(Stored data Opens)

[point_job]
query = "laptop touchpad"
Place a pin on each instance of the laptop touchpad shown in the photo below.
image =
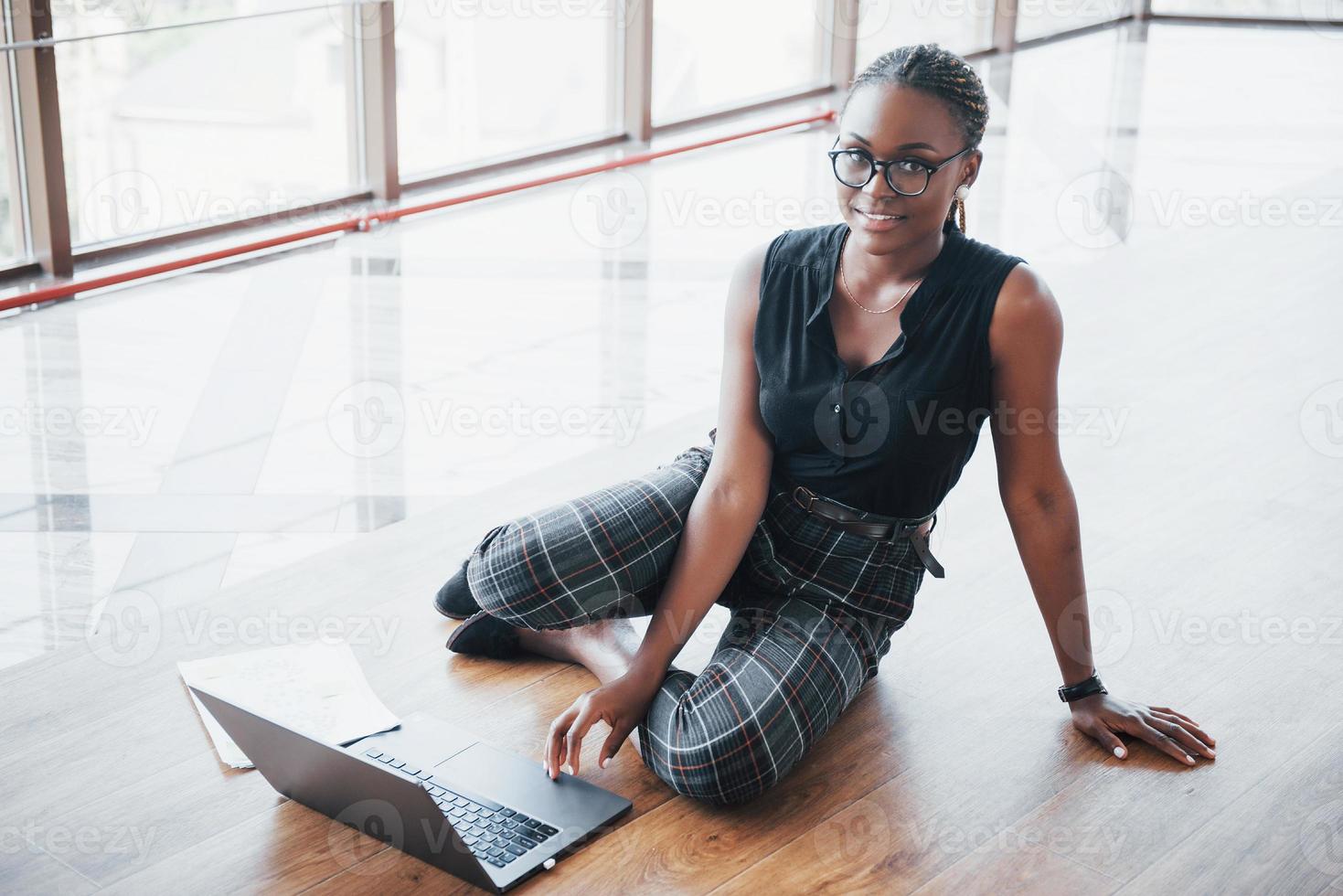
(520, 784)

(Stored data Closes)

### Problem to solve:
The records above must be printed exactly; the pictures stay out.

### Result:
[point_job]
query = "laptop touchpad"
Place a pin on each instance of the laptop touchpad shown in the photo below.
image =
(520, 784)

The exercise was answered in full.